* **EXERCISE DETAILS**
Locate each line below that contains the string "brown", and copy those lines in order.

* **RECORDS FOR THE EXERCISE**
++++

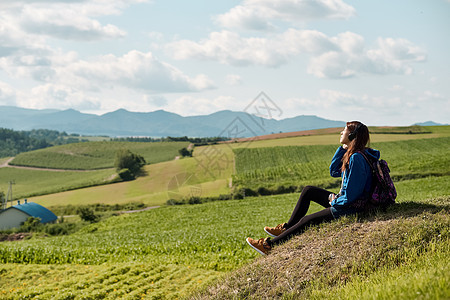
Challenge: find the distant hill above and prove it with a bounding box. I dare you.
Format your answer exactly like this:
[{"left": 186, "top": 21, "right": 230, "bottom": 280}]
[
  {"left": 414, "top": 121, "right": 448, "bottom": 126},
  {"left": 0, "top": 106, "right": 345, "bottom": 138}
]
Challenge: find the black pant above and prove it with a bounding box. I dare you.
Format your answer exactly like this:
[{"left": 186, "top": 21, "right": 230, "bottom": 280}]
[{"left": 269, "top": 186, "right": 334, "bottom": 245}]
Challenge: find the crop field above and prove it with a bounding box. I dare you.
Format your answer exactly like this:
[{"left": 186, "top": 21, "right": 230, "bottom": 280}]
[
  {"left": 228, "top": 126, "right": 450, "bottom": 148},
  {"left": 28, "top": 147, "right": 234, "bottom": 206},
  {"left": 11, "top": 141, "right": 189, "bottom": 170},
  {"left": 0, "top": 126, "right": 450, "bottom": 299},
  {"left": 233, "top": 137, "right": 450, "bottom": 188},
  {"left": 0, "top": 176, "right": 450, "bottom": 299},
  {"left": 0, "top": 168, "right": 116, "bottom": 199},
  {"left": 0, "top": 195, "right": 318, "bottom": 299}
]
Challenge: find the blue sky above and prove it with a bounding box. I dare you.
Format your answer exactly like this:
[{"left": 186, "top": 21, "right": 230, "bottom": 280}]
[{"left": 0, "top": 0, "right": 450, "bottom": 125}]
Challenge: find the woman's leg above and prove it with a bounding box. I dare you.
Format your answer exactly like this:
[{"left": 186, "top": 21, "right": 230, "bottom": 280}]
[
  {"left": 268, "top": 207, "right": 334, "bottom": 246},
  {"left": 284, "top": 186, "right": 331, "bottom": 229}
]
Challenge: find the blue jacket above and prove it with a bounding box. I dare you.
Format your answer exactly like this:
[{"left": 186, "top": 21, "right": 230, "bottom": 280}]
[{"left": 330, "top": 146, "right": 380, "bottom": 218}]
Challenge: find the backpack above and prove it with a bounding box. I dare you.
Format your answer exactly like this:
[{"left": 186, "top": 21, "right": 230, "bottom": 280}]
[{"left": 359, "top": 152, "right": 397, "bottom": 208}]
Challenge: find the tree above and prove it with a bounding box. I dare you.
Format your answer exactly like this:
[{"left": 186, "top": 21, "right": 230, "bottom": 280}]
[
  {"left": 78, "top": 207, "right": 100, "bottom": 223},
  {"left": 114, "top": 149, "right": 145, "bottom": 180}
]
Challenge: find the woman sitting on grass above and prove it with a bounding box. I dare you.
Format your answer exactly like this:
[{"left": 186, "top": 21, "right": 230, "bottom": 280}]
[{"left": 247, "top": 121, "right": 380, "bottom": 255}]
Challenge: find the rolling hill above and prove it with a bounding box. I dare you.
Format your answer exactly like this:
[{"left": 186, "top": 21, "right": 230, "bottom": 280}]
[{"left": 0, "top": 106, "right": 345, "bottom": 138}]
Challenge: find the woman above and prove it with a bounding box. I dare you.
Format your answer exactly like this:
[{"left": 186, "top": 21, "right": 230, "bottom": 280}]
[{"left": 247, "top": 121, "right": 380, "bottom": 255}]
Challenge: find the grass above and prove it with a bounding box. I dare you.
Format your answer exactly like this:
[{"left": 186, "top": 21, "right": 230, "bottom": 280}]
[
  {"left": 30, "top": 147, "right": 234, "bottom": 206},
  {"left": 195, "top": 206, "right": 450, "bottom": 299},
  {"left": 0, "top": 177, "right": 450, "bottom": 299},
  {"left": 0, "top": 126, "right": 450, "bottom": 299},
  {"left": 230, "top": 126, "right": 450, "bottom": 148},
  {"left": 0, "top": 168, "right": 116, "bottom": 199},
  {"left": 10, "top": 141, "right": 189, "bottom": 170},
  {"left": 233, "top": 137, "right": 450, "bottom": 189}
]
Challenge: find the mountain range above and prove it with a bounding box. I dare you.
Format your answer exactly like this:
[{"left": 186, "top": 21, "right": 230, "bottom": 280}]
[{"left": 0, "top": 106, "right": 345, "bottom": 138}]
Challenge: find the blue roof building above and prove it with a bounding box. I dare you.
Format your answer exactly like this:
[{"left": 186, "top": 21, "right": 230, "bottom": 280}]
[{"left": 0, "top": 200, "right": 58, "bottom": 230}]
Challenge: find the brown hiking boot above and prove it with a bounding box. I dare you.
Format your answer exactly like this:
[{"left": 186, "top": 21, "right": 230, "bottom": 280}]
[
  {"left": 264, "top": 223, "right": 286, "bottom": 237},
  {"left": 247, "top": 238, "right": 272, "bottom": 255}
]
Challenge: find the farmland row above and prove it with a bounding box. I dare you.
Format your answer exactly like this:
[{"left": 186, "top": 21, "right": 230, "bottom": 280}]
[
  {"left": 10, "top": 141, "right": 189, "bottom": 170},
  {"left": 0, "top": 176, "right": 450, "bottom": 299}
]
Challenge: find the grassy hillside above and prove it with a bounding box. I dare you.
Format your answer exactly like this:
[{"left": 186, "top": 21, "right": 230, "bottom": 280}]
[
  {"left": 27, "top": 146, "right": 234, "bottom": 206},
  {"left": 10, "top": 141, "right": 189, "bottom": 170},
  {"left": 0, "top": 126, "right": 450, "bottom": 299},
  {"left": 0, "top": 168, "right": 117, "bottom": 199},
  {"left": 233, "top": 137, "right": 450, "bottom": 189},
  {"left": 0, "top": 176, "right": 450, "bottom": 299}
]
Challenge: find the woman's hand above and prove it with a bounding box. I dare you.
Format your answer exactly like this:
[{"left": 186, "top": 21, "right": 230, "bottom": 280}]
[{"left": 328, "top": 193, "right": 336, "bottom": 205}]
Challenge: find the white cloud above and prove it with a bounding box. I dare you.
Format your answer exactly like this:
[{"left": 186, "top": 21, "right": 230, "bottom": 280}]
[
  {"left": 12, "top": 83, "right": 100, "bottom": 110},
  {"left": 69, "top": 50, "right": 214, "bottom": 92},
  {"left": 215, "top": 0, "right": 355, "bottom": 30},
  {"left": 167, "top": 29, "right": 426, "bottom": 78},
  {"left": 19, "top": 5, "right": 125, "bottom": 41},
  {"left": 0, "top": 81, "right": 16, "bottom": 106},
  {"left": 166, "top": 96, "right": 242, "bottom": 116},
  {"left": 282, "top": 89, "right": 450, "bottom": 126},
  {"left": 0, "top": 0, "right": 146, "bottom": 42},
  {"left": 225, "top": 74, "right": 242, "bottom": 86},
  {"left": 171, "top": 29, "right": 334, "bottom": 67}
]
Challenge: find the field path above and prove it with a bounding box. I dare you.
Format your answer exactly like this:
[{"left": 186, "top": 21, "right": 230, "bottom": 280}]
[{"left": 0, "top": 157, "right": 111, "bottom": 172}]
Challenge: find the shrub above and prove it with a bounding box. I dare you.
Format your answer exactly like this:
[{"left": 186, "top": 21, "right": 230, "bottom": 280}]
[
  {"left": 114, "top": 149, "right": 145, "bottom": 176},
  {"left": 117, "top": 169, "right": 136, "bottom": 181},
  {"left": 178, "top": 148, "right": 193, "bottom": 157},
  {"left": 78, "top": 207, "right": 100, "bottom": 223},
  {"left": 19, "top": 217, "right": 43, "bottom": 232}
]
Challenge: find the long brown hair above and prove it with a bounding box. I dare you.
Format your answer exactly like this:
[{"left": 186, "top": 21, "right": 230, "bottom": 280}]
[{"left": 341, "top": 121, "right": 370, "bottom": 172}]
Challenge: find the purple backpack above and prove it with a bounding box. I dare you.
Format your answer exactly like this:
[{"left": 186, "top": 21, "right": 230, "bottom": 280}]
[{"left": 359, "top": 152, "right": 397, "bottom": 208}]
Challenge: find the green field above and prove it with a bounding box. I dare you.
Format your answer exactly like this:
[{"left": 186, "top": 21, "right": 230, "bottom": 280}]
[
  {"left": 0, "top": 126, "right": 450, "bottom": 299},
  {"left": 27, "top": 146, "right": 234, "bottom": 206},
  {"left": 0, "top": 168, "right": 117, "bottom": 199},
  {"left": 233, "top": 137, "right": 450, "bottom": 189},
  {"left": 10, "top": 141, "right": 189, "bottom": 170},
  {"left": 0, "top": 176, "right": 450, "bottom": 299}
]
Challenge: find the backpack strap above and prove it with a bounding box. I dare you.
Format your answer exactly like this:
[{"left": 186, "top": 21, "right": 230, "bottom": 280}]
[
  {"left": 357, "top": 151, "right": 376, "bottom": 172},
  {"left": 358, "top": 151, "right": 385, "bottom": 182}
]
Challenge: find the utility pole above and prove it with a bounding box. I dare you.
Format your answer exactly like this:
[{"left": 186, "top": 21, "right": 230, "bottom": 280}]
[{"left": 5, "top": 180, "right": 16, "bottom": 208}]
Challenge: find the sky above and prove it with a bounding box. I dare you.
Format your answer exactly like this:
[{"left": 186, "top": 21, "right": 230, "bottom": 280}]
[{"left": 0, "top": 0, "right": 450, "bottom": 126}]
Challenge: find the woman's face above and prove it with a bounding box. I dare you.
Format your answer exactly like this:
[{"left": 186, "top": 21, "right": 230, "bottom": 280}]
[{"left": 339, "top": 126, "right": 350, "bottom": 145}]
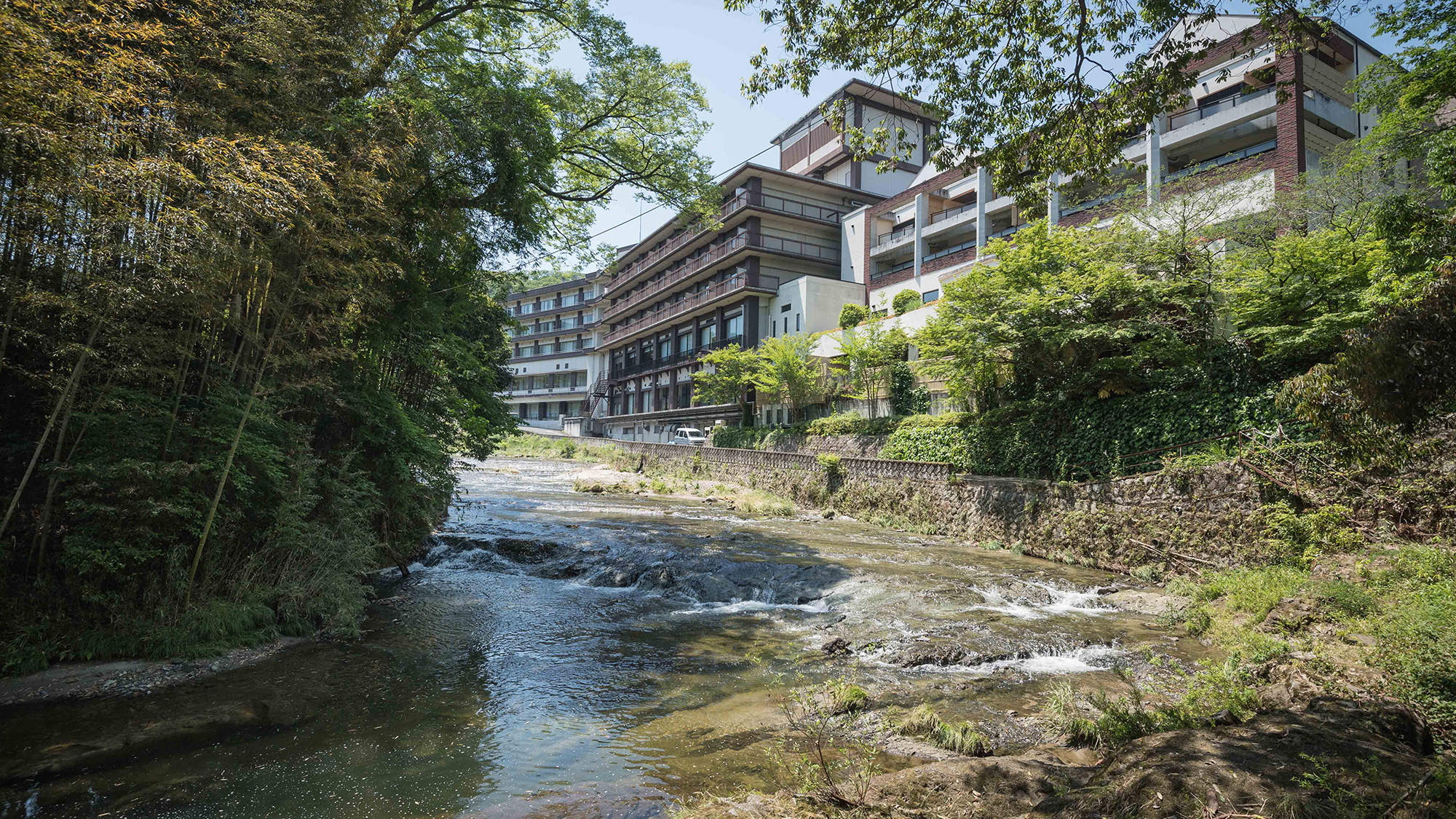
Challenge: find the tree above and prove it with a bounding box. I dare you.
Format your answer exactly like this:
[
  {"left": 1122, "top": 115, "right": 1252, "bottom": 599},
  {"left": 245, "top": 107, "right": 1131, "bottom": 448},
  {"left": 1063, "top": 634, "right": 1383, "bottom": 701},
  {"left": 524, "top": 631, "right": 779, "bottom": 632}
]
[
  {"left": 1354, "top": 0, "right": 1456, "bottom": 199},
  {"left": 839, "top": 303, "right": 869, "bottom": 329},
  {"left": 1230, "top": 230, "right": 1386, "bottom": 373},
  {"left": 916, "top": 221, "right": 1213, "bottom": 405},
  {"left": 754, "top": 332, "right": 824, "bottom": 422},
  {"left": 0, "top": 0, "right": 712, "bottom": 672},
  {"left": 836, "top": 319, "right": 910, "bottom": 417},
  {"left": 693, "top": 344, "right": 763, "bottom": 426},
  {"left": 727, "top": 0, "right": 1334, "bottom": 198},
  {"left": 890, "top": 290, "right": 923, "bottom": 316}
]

++++

* **IN RESPONSE**
Challenge: find the brown hiking boot above and prove it with a bounding box. I dare you.
Challenge: find the long brown hair above and prove it with a bounding box. I dare you.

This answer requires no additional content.